Task brief:
Reproduce all entries precisely as they are written.

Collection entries
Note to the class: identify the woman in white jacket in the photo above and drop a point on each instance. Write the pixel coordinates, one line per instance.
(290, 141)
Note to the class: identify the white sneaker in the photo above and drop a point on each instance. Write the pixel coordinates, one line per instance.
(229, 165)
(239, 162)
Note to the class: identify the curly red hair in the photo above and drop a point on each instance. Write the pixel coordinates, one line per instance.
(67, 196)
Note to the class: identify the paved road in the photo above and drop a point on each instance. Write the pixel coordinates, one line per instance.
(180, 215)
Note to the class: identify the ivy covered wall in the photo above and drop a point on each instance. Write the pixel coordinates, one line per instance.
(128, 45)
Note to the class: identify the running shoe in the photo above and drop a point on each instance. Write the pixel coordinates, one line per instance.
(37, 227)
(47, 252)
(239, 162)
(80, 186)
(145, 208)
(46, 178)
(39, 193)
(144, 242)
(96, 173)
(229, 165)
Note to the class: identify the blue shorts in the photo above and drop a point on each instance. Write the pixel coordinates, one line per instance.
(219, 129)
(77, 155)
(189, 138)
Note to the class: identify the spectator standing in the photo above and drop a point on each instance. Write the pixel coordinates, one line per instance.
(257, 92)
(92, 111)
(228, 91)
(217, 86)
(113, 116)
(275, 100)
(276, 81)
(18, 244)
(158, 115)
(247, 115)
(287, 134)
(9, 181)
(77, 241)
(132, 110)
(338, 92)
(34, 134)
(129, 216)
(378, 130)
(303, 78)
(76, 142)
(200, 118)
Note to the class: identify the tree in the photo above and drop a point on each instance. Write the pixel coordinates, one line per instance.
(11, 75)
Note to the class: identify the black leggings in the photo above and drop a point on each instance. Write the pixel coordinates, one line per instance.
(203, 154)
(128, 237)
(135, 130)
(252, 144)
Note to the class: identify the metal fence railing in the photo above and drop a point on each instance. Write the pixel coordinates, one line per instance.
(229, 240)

Response for this exercise:
Note to the class: identify the woman in white jacket in the photo above and drop a point on each instance. Write the pixel coordinates, one line per instance.
(290, 141)
Note to the class: identify the white sneaker in the photo above and drop a point on each instance. Write the pixel coordinates, one line per instance.
(229, 165)
(239, 162)
Note to the class: identify the curly red hair in the photo above and drop a point on each instance. Write the pixel coordinates, one line per instance.
(67, 196)
Note to the class: identify the paved road in the photo above and drop a point on each instance. Write the pixel coordinates, one line per instance.
(180, 215)
Note to the class: identify the ivy covered wall in the photo above and drop a point on each instance. Write the pixel coordinates, one line per instance.
(128, 45)
Note to the class: identify the running shoe in the photo above and drop a point on each instance. Write the pixel coordinates, one line per instance.
(37, 227)
(47, 252)
(239, 162)
(80, 186)
(145, 208)
(46, 178)
(39, 193)
(144, 242)
(96, 173)
(229, 165)
Note to the class: identify the blue shorts in the photo above and drop a point on each instance. Write the pixel coordinates, one line per instance.
(219, 129)
(77, 155)
(189, 138)
Note to the class: identify the spectator standing in the photo above and drop a point on each instance. Write the pixel coordinates, one line per instance.
(257, 92)
(92, 111)
(228, 91)
(217, 86)
(113, 116)
(275, 100)
(276, 81)
(18, 244)
(158, 115)
(247, 115)
(287, 134)
(9, 181)
(77, 241)
(132, 110)
(338, 92)
(34, 134)
(129, 216)
(378, 130)
(303, 78)
(76, 142)
(200, 118)
Note to the class: identify the tree in the photo above and drop a point on each instance. Write the pixel coordinates, one line per instance.
(11, 75)
Note to the class: identify the black leggings in the photo above and drop a point on each instance. Write the pixel coordinates, one line per instance.
(203, 154)
(128, 237)
(135, 130)
(252, 144)
Note to the class: identify the metal fence railing in the photo above and drop a point on each instance. Write the pixel coordinates, one line per instance.
(229, 240)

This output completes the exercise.